▶ _EJERCICIOS POR HACER_
**A)** Devuelve sin cambios el tramo del texto sobre el régimen cubano que empieza con las palabras que contienen "Por eso comparto" y termina con "de gobiernos anteriores.".
**B)** Retoma el texto sobre la política de Estados Unidos hacia Cuba y sigue escribiéndolo desde donde se queda.

▶ _TEXTO PROPORCIONADO_
━━━━━━━━━━━━━━━━━━━━

Sin embargo, la realidad ha sido otra. La represión no ha disminuido, los presos políticos siguen pudriéndose en las cárceles, y el régimen castrista continúa operando con total impunidad. Mientras pasan los meses y no ocurre ninguna acción concreta, crece mi decepción.
Por eso comparto un análisis de por qué creo que no han hecho nada y no lo van a hacer. Siempre rezando por estar equivocado, pero mirando la historia de las otras administraciones y la forma y estilo de Trump, me veo obligado a decir lo que pienso con claridad.
Aunque Trump y Rubio han hecho declaraciones contundentes, dentro del Departamento de Estado y otras agencias todavía predomina la lógica diplomática heredada de gobiernos anteriores.
El gradualismo, las reformas mínimas, el apoyo a los pequeños emprendedores privados y el diálogo con sectores moderados del régimen siguen marcando la pauta.
Esta narrativa no surgió por casualidad. Es el resultado de años de influencia y lobbies de la dictadura cubana en Washington, que han penetrado profundamente incluso en sectores del Partido Republicano.
Esa visión, contaminada de ingenuidad estratégica, ha calado en muchos asesores que temen que una presión real pueda empujar al régimen cubano a aferrarse aún más a China o Rusia. Esa creencia, instalada en los pasillos del poder, actúa como freno, incluso en quienes se presentan como duros.
Canadá es el mayor inversor en la economía controlada por la mafia cubana, con fuertes intereses en minería, turismo y telecomunicaciones. España protege con celo sus cadenas hoteleras, muchas de ellas asociadas directamente con empresas militares del régimen. Pero el verdadero poder detrás de estos vínculos no se limita a esos países. Gran parte de esos negocios están entrelazados con grandes empresas estadounidenses, aunque no lo parezca a simple vista.

━━━━━━━━━━━━━━━━━━━━

▶ _DATOS_
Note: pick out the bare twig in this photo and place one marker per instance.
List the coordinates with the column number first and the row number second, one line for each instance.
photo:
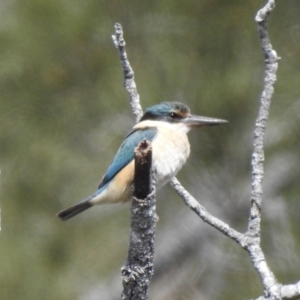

━━━━━━━━━━━━━━━━━━━━

▶ _RESULTADOS_
**A)**
Por eso comparto un análisis de por qué creo que no han hecho nada y no lo van a hacer. Siempre rezando por estar equivocado, pero mirando la historia de las otras administraciones y la forma y estilo de Trump, me veo obligado a decir lo que pienso con claridad.
Aunque Trump y Rubio han hecho declaraciones contundentes, dentro del Departamento de Estado y otras agencias todavía predomina la lógica diplomática heredada de gobiernos anteriores.

**B)**
Así ocurrió con el escándalo que reveló la conexión entre Sherritt International y Tesla, donde el níquel extraído en Cuba terminaba en vehículos eléctricos vendidos en Estados Unidos. Lo mismo sucede con cadenas hoteleras y fondos de inversión que operan simultáneamente en Canadá, España y Estados Unidos, compartiendo estructuras financieras, ejecutivos, accionistas y objetivos estratégicos.
Muchos de estos actores no figuran como propietarios oficiales. Sin embargo, tienen acciones, invierten a través de fondos privados o mantienen vínculos que circulan por la bolsa de valores de Nueva York. Ese es el poder que no aparece en la superficie, pero define decisiones.
Un poder invisible que impone límites incluso a los políticos más beligerantes en sus discursos, paralizando cualquier medida que amenace el flujo de capital entre las multinacionales y la dictadura cubana. Gracias a esa red silenciosa, el castrismo sobrevive, protegido no solo por ideología sino por intereses millonarios disfrazados de legalidad.
A pesar del discurso oficial, la dictadura cubana no es tratada como una amenaza directa, sino como una estructura funcional y predecible para ciertos intereses estratégicos. Las agencias de inteligencia estadounidenses conocen en detalle el funcionamiento del régimen. Existen mecanismos de vigilancia, infiltración y lo que parece ser un pacto no firmado entre sectores del poder en Washington y figuras clave dentro de la mafia cubana. Uno de los factores centrales es que el régimen opera como un muro de contención frente al narcotráfico, las pandillas y los carteles que operan en el Caribe y Centroamérica.
A diferencia de Haití, Venezuela, Colombia o Jamaica, Cuba no está dominada por estructuras criminales independientes, precisamente porque el aparato represivo del régimen controla cada rincón del territorio. No permite la proliferación de mafias autónomas, porque el crimen en Cuba está centralizado y subordinado al poder político. Esa “estabilidad forzada” le ha servido al régimen para proyectarse como un mal necesario en medio de un entorno regional caótico.
Pareciera que los estrategas en Washington han llegado, de algún modo, a una conclusión pragmática: una dictadura corrupta pero estable resulta menos peligrosa que una Cuba colapsada y sin control, convertida en campo libre para actores criminales y potencias rivales. Esa percepción convierte al régimen cubano no en un objetivo a eliminar, sino en una ficha que conviene mantener vigilada, contenida y funcional dentro del equilibrio regional.
Su objetivo nunca ha sido liberar pueblos, sino fortalecer su imagen, dominar titulares y ganar elecciones. Liberar Cuba implicaría asumir consecuencias directas como una posible revuelta interna, masacres por parte del régimen, millones de cubanos cruzando el estrecho hacia Florida y la necesidad de establecer un gobierno de transición.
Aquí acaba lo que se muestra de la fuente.